(ENTRIES PROVIDED)
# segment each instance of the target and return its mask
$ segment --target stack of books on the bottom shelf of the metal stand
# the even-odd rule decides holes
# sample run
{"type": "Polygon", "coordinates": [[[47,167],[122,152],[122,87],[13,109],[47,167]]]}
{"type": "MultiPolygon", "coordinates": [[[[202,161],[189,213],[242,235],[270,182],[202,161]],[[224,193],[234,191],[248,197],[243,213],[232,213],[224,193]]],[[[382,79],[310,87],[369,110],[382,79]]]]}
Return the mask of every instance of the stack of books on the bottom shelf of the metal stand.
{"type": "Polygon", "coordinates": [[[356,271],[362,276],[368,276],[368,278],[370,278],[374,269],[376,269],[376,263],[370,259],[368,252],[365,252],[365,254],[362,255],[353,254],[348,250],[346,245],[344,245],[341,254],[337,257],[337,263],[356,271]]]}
(End ENTRIES PROVIDED)
(WORK INSTRUCTION) Down to the last line, give the records again exactly.

(REPLY TO THE EXERCISE)
# segment each instance of the target and return its mask
$ segment --target stack of books on the bottom shelf of the metal stand
# the even-odd rule decides holes
# sample run
{"type": "Polygon", "coordinates": [[[47,167],[122,152],[122,87],[13,109],[47,167]]]}
{"type": "MultiPolygon", "coordinates": [[[[202,161],[189,213],[242,235],[270,182],[202,161]],[[224,193],[234,191],[248,197],[243,213],[232,213],[224,193]]],[[[382,79],[310,87],[369,110],[382,79]]]]}
Return the mask of every instance of the stack of books on the bottom shelf of the metal stand.
{"type": "Polygon", "coordinates": [[[356,271],[362,276],[368,276],[368,278],[370,278],[374,269],[376,269],[376,263],[370,259],[368,252],[365,252],[365,254],[362,255],[353,254],[348,250],[346,245],[344,245],[341,254],[337,257],[337,263],[356,271]]]}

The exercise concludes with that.